### WHAT YOU HAVE TO DO
Do the following statements agree with the article on parking and affluence below? Answer yes or no for each and quote the deciding words. 1. Shopping malls charge for parking. 2. In the writer's day, people bought cars as a status symbol. 3. The city council's preferred response to more cars is to raise parking fees.

### SOURCE EXTRACT
Has age of affluence arrived unexpectedly?

In the last week, I have witnessed fist fights over parking spaces in estates.

In Nairobi’s central business district (CBD), hordes of young men guide you into a parking spot, hoping to get a tip. Failing to find parking in the CBD is not unusual, which has made providing parking space one of the most lucrative businesses in the city.

The cost of running an automated parking space is almost zero. If I had idle space, I would convert it into parking. New office blocks are making money selling parking spaces. Even shopping malls are charging for parking, which is unexpected.

The city council and other towns think the best way to deal with more cars is to raise parking fees. Why not introduce parking meters that were once ubiquitous in Nairobi? Why not build more parking bays?

In the suburbs, car owners pay watchmen to watch over their cars parked on the streets and pavements overnight. Houses were built for citizens who cannot drive. In some estates like Ngong, the roads were made for pedestrians – you may have to drive into someone’s home to give way to oncoming cars.

Young graduates want to use their first salary to buy a car. It is the new status symbol. In our day, we bought land.

All these observations seem to point to one fact – we expected Kenyans to remain poor, walking to work.

Car ownership may be a necessary but not sufficient indicator of affluence. The Government thinks it is a sign of affluence with all the taxes it levies. This thinking that poverty is not transient ensured we never built new roads or parking bays.

But it is about more than parking – there are no spaces for schools, hospitals, churches, quality rental houses, parks and, of all things, cemeteries.

Instead of building these facilities, we do the simplest thing; we come up with new laws. It is time bills in Parliament were scrutinised by economists.

Prepare for wealth

This thinking perplexes me because the dream of becoming affluent seems in-born. Why then don’t we prepare the country for affluence?

The data on motor vehicles registered in Kenya every year shows the exponential growth in car ownership. Using the Ishikawa diagram, one can easily predict what we need for these cars and their owners.

Did the command economy before liberalisation have such a lasting effect on our dreams and aspirations? Is it a hangover from the old colonial days when the only person who owed the car was bwana and memsahib or the DC?

Could it be that our curriculum has failed to fire our aspirations? Noted that we still think becoming rich or affluent is about luck? Astrologers and their relatives, like fortune tellers and waganga from all parts of East Africa, have been making money from this thinking for decades. The latest group to exploit this thinking is gambling firms.

### COLLECTED MATERIAL
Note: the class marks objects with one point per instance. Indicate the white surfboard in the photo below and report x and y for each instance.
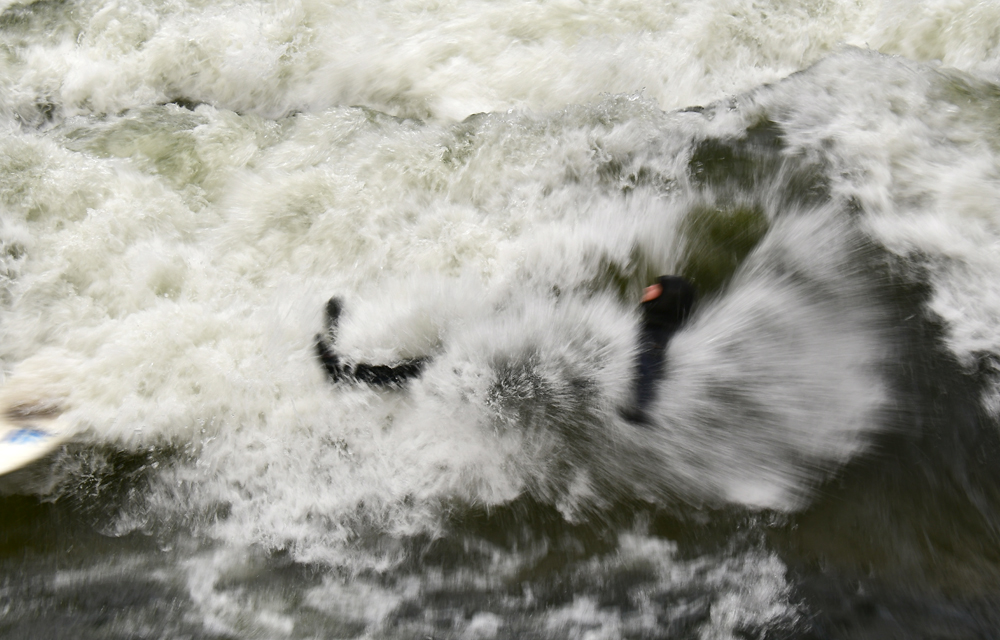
(28, 435)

### WORKED SOLUTION
1. Yes: "Even shopping malls are charging for parking, which is unexpected."
2. No: "In our day, we bought land."
3. Yes: "The city council and other towns think the best way to deal with more cars is to raise parking fees."